Update - 11 Apr 2019 - the newer Vero 4K+ has super-seeded the older Vero 4K. The new device adds Gigabit Ethernet, so avoids High Bitrate Networking issues and adds slightly faster RAM and eMMC Storage with improved Chipset cooling.

What is a Vero 4K ? (click)

  • AMLogic (S905X) Quad Core 1.6Ghz 64-bit processor
  • 2GB DDR3 RAM and 16GB eMMC storage
  • Built in 802.11 ac/b/g/n WiFi with Bluetooth 4.0
  • IR and RF receiver
  • 2x USB 2.0 ports
  • micro SD card slot
  • 3.5mm analogue audio output
  • Optical (SPDIF) audio output
  • HDMI 2.0 with CEC (control your Vero 4K with your TV remote)
  • Fast Ethernet
  • 4K, H265, 10-bit HDR ready
  • .
  • HDMI Cable
  • OSMC Wireless Remote
  • TV Mounting Kit
  • Country specific Power pack
  • Infra Red extender cable.

AVS Forums - OSMC Vero 4K Media Streamer Review (click)

Mini Review by @wrxtasy - Updated 10th March 2018

Disclaimer: I was sent a Vero 4K by @Sam.Nazarko a while ago but have waited until I received my Ugreen USB3 > Gigabit ethernet adapter before posting this Mini Review. More on that adapter in the review....

This review is going to mainly concentrate on the Plug n Play features of the Vero 4K as I believe that is it's target market.
Features that can be used by a mainstream non-tech users out of the box without reverting to sometimes difficult Linux terminal commands. Especially when trying to mount SMB or NFS networked file shares via Linux fstab for 4K HDR networked streaming - a nightmare for non-tech users.

- [EXTRACTED MATERIAL]:
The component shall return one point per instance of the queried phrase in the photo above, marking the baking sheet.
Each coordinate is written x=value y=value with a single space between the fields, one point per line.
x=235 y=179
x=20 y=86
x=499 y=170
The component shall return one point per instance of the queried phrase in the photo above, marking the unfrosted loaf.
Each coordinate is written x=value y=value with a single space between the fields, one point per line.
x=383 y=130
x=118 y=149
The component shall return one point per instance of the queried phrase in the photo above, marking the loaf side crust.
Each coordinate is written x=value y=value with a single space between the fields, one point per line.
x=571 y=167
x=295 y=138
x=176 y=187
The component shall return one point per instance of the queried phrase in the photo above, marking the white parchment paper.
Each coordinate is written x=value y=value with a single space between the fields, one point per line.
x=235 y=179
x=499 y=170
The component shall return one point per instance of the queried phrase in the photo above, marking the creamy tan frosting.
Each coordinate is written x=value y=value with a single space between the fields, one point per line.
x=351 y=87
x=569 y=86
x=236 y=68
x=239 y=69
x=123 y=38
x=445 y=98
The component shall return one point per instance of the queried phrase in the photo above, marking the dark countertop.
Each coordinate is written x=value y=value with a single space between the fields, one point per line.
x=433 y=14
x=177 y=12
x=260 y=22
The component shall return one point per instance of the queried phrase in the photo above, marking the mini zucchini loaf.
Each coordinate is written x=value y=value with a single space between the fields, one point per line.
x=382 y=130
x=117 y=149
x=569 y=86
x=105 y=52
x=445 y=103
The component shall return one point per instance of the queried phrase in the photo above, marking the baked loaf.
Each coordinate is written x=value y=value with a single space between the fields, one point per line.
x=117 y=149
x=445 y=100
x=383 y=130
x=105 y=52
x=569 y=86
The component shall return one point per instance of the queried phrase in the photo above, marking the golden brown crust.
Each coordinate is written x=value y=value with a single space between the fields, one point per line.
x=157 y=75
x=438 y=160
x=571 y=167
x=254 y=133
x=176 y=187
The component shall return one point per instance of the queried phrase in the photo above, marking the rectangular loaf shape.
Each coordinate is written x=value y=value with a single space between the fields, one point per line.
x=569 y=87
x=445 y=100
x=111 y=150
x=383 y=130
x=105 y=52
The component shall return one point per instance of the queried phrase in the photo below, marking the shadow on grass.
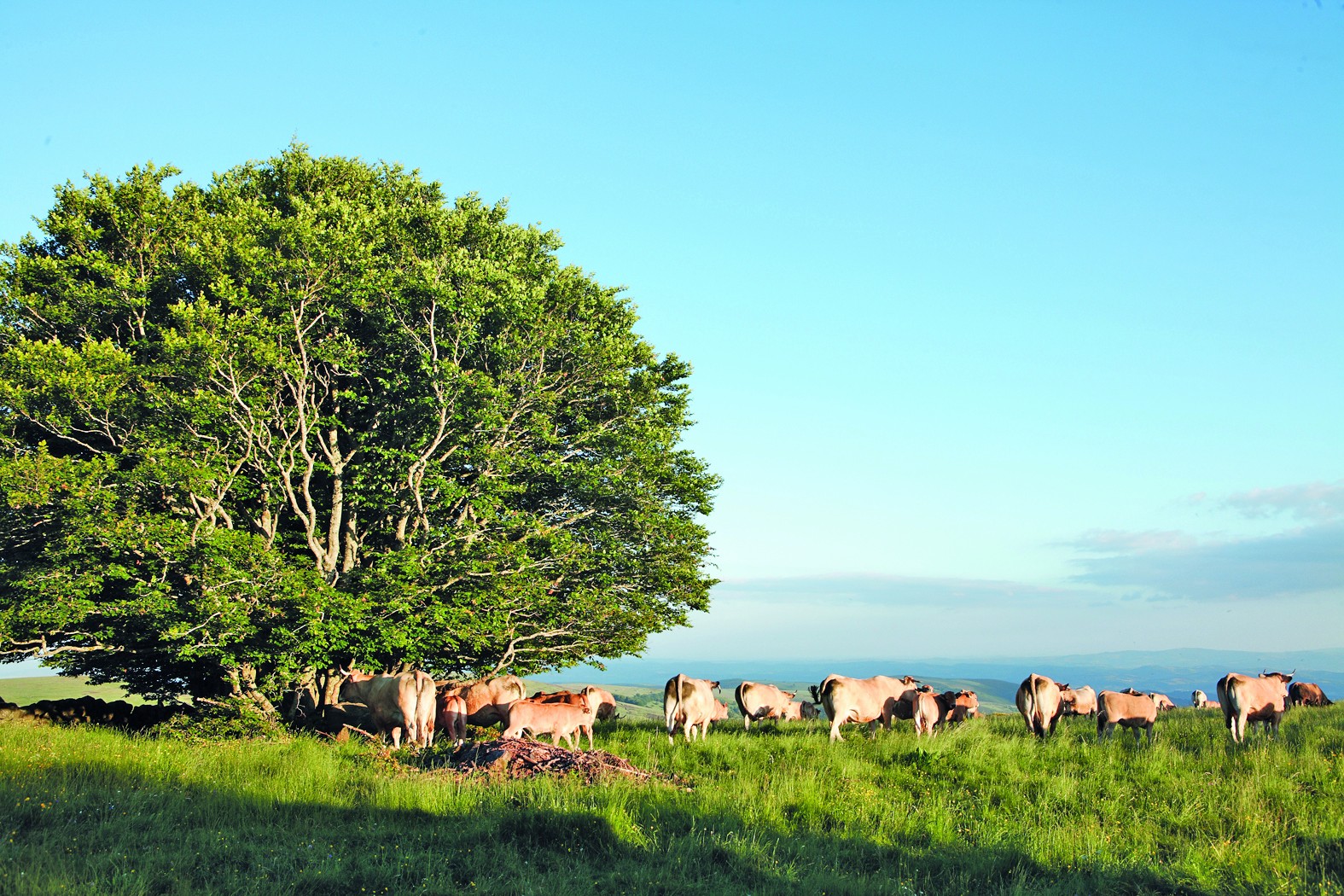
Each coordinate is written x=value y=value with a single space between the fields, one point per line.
x=86 y=828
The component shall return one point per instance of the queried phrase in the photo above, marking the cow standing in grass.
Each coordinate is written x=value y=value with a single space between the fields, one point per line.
x=393 y=701
x=759 y=701
x=1126 y=709
x=1039 y=704
x=863 y=700
x=556 y=719
x=689 y=703
x=1248 y=700
x=486 y=701
x=1304 y=694
x=1078 y=701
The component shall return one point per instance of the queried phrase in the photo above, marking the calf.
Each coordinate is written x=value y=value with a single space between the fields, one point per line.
x=556 y=719
x=759 y=701
x=1126 y=709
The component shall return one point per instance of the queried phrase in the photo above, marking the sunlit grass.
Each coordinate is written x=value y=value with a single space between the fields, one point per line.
x=983 y=809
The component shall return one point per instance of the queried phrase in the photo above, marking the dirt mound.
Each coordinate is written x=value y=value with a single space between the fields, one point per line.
x=521 y=758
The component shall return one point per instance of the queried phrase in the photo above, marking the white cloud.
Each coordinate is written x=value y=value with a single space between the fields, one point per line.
x=1316 y=501
x=1300 y=561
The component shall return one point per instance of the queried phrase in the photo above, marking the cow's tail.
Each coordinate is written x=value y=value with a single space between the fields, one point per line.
x=672 y=701
x=740 y=694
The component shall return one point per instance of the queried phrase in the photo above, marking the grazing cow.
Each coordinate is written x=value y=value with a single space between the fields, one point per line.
x=926 y=711
x=689 y=703
x=488 y=700
x=1246 y=699
x=425 y=708
x=603 y=700
x=556 y=719
x=1078 y=701
x=864 y=700
x=393 y=701
x=1126 y=709
x=1306 y=694
x=957 y=706
x=451 y=718
x=759 y=701
x=1039 y=704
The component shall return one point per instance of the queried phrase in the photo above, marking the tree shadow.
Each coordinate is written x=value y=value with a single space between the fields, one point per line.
x=88 y=826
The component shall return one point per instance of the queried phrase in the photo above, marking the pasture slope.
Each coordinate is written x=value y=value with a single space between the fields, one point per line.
x=983 y=809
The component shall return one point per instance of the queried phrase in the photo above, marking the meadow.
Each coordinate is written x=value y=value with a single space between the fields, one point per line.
x=983 y=809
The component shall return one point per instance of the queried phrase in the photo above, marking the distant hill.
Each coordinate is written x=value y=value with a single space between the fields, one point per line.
x=1172 y=672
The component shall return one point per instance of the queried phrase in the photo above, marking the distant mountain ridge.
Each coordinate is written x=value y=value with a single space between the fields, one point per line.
x=1172 y=672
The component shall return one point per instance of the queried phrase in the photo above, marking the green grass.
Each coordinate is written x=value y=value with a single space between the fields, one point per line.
x=979 y=811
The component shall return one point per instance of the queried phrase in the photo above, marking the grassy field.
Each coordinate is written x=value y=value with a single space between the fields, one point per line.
x=781 y=811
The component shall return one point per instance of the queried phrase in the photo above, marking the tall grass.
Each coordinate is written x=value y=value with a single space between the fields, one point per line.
x=979 y=811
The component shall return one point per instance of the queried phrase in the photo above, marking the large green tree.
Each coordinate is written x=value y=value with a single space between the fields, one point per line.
x=312 y=411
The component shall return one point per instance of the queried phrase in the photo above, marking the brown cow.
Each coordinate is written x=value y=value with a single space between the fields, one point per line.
x=393 y=701
x=926 y=711
x=425 y=708
x=759 y=701
x=957 y=706
x=1039 y=704
x=556 y=719
x=689 y=703
x=1126 y=709
x=1246 y=699
x=1306 y=694
x=1078 y=701
x=488 y=700
x=603 y=700
x=863 y=700
x=451 y=718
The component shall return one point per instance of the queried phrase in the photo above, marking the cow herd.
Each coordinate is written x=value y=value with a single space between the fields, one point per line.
x=1242 y=699
x=413 y=706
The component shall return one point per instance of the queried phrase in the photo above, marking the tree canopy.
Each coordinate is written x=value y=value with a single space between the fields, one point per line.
x=313 y=411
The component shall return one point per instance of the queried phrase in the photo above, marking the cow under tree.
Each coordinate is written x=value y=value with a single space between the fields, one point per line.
x=689 y=703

- [TASK DETAILS]: Carry on the Vero 4K review, picking up right after its final sentence.

- [RESULT FOR THIS TASK]:
The Good:
  • A quality, well engineered little device, there has been some thought put into how end users actually use their Kodi media players.
  • An example of this is the included TV mounting Kit. Simply peel off the backing tape and stick to the display then click attach the Vero 4K to it.
  • The Plug n Play, WiFi - Wireless remote is great. It actually has a sensible button layout AND shock horror - a Stop button !
  • Boots straight into Kodi Krypton in 17 seconds from power cord plug in.
  • There is no Vero 4K Power OFF, but Kernel support for Kodi - fast Suspend / Resume works well to cut a HDMI signal and reduce power consumption.
  • Highly configurable HDMI CEC support using Kodi and libCEC. This is of course very much dependant on AVR / TV manufacturer CEC implementations.
  • Support via Kodi - MyOSMC for 16 different IR remotes.
  • 7.1 Multichannel LPCM audio output & HD Audio passthrough inc. Dolby Atmos and DTS:X More LPCM details in THIS post (click)
  • Has reliable set and forget, auto - refresh, resolution and colorspace switching/conversion for SDR and 4K HDR playback.
  • OSMC Kodi additions include - Force RGB video output for problematic old Sony and Philips LCD TV's.
  • Also added to Kodi is an option for Including the Low Frequency Effects audio channel when downmixing to 2.0 Audio. Boosting the centre dialogue audio channel when downmixing is available as well for clearer speech.
  • Hardware decodes and plays nearly everything I throw at it smoothly inc. VC-1. 1080p 10bit H.264 aka Hi10P Anime will not playback. 1080p 3D not supported - yet.
  • Includes excellent high quality, motion adaptive - AMLogic hardware deinterlacing for OTA TV usage.
  • For those that want to tinker the Vero 4K is running a Linux Debian Stretch distribution (click) You can install a SAMBA file server easily, just be aware of the limited older v3.14 Linux Kernel used.
  • The Vero 4K is stable and does not feel particularly hot during day to day operation.

The Bad:
  • The Vero 4K has Fast Ethernet = 100M only Ethernet which leads to some problems such as....
  • Stuttering video playback of high bitrate 4K HDR REMUX's when using Fast Ethernet and SMB networking. Switching to using NFS Networking over my home Gigabit LAN is much better but there is still some annoying resume - playback issues when skipping about video.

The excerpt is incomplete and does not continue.